* **Information provided**
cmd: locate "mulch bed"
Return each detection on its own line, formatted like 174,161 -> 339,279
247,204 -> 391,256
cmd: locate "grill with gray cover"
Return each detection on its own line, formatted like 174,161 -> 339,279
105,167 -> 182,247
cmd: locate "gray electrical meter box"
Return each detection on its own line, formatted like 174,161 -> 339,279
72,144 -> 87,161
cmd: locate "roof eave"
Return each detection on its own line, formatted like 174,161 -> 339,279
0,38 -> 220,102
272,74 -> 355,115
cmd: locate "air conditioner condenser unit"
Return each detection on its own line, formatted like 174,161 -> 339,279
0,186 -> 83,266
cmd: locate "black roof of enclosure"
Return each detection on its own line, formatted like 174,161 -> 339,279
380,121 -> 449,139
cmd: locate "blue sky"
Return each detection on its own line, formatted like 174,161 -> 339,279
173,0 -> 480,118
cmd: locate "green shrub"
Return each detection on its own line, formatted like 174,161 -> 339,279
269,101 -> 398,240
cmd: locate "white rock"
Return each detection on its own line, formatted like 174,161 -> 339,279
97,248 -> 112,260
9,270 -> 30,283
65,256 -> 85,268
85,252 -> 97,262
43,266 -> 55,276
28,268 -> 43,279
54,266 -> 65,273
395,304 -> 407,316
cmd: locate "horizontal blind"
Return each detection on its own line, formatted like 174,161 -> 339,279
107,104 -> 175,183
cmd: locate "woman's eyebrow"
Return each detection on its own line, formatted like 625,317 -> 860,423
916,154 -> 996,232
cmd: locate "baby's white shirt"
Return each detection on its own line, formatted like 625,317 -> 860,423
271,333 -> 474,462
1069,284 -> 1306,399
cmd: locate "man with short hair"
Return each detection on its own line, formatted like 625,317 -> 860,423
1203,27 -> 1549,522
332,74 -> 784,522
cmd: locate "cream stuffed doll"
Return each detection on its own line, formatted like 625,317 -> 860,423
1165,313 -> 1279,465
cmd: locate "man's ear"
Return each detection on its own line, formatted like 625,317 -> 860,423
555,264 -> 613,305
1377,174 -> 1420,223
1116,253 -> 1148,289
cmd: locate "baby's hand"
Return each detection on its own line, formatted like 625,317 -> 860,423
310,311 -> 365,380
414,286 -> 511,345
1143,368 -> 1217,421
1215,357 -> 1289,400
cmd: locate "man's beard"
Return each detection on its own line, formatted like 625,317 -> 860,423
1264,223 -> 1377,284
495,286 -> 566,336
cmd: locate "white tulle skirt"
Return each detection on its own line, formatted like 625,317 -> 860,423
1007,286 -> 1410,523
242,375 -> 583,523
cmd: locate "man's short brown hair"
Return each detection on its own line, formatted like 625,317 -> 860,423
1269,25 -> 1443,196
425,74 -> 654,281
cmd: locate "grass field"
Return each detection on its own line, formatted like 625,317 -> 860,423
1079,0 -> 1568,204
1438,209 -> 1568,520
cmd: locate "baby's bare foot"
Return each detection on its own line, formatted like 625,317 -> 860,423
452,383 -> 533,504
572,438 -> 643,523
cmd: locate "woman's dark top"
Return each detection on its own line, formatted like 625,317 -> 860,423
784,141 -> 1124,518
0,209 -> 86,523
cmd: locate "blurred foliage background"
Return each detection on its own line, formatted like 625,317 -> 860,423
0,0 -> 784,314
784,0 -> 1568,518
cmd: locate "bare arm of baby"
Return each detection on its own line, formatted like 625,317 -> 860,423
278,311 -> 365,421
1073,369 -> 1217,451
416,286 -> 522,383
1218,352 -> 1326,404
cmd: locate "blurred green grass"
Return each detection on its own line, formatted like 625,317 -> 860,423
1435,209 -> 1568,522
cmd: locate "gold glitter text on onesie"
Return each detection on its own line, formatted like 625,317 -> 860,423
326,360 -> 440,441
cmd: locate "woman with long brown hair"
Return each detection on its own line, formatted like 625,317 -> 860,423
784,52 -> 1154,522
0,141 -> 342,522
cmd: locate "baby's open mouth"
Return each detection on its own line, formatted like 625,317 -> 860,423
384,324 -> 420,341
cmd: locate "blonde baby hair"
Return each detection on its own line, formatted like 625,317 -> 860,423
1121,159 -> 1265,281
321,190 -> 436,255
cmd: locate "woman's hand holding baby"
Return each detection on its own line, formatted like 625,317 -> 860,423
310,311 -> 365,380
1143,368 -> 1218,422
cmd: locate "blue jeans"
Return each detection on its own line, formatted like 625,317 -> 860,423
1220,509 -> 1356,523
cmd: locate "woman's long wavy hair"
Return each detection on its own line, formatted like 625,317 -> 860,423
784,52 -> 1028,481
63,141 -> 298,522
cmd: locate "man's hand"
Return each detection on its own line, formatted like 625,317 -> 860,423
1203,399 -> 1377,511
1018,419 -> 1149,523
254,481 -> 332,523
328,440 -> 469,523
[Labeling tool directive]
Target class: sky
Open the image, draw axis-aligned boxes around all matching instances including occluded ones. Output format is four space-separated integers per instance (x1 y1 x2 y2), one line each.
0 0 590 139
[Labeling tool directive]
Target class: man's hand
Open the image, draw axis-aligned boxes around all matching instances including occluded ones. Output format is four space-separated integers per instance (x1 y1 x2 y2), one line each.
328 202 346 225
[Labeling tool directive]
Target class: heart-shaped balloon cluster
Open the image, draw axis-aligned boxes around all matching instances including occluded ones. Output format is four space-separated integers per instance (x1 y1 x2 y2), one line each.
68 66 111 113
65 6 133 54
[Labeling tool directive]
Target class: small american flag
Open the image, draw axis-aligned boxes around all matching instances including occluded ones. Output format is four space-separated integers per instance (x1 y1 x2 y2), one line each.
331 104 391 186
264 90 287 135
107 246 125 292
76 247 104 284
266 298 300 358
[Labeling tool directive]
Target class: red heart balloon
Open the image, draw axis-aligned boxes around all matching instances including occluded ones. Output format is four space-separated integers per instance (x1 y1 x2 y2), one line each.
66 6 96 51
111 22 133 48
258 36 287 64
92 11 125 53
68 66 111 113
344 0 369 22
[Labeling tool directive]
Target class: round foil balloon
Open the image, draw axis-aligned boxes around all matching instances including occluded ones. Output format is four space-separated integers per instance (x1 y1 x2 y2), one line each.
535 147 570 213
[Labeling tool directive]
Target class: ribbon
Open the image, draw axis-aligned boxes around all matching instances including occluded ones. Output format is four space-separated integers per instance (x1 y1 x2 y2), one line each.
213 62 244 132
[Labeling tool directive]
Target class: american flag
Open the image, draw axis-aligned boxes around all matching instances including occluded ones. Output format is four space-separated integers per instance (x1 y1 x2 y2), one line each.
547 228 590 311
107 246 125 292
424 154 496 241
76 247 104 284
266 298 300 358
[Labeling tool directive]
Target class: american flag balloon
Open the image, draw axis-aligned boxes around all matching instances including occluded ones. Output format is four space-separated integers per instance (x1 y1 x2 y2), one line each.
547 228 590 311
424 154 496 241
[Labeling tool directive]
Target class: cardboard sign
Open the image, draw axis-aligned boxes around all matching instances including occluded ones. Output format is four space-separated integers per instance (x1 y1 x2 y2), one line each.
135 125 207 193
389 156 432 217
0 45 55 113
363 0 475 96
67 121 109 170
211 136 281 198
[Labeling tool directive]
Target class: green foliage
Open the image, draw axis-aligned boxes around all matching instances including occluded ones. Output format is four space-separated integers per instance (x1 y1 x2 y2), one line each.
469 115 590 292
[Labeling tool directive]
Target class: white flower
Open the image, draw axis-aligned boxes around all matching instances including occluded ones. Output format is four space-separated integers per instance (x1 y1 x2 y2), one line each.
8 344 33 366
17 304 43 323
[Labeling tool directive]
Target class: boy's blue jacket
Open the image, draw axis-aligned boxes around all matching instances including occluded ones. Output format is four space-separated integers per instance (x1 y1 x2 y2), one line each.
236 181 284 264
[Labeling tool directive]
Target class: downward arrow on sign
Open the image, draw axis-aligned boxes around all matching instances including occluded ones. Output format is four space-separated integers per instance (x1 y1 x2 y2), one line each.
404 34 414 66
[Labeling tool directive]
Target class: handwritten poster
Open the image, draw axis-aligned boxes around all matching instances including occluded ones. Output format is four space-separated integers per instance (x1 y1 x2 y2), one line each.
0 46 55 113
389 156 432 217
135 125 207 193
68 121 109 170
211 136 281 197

* **Exercise prompt**
Put every line above, from the one containing "glitter text on" down to the one containing "328 202 346 225", both included, into a JSON list of strings with one string per line and no blank lines.

* **Reply to the exercise**
[
  "cmd: locate \"gold glitter text on onesie\"",
  "Return each detection on its own line, formatted like 625,317 -> 860,423",
  "326,360 -> 440,441",
  "cmd: locate \"woman with long brown hair\"",
  "Return each detection on its own line, formatted like 625,317 -> 860,423",
  "784,52 -> 1154,522",
  "0,141 -> 342,522",
  "cmd: locate \"baby's open mouth\"",
  "Return each detection on its own line, formatted like 625,317 -> 860,423",
  "384,324 -> 420,341",
  "cmd: locate \"blonde baby hair\"",
  "Return each detection on its own line, formatted like 625,317 -> 860,423",
  "1121,159 -> 1265,281",
  "321,190 -> 436,255",
  "cmd: locate \"woman's hand holding baby\"",
  "Return each detection on its own line, formatted like 625,317 -> 860,423",
  "310,311 -> 365,380",
  "1143,368 -> 1218,422",
  "cmd: locate \"blue jeans\"",
  "Return each detection on its own line, formatted like 625,317 -> 860,423",
  "1220,509 -> 1356,523",
  "cmd: locate \"woman's long wavy hair\"",
  "Return each detection on its own line, formatted like 625,317 -> 860,423",
  "784,52 -> 1028,481",
  "63,141 -> 298,522",
  "cmd: locate \"man's hand\"",
  "Return each detection on its own line, formatted like 625,317 -> 860,423",
  "1203,399 -> 1377,511",
  "1018,419 -> 1149,523",
  "254,481 -> 332,523",
  "328,440 -> 469,523",
  "[Labeling tool directive]",
  "Target class: sky",
  "Open the image, draw axis-aligned boxes around all matching instances including occluded ones. Output format is four space-separated integers per instance (x1 y1 x2 y2), one line each.",
  "0 0 590 139",
  "[Labeling tool directive]",
  "Target class: man's hand",
  "Open the image, draw axis-aligned boxes around all matching instances including occluded ones. Output format is four space-separated integers per instance (x1 y1 x2 y2), one line each.",
  "328 202 346 225"
]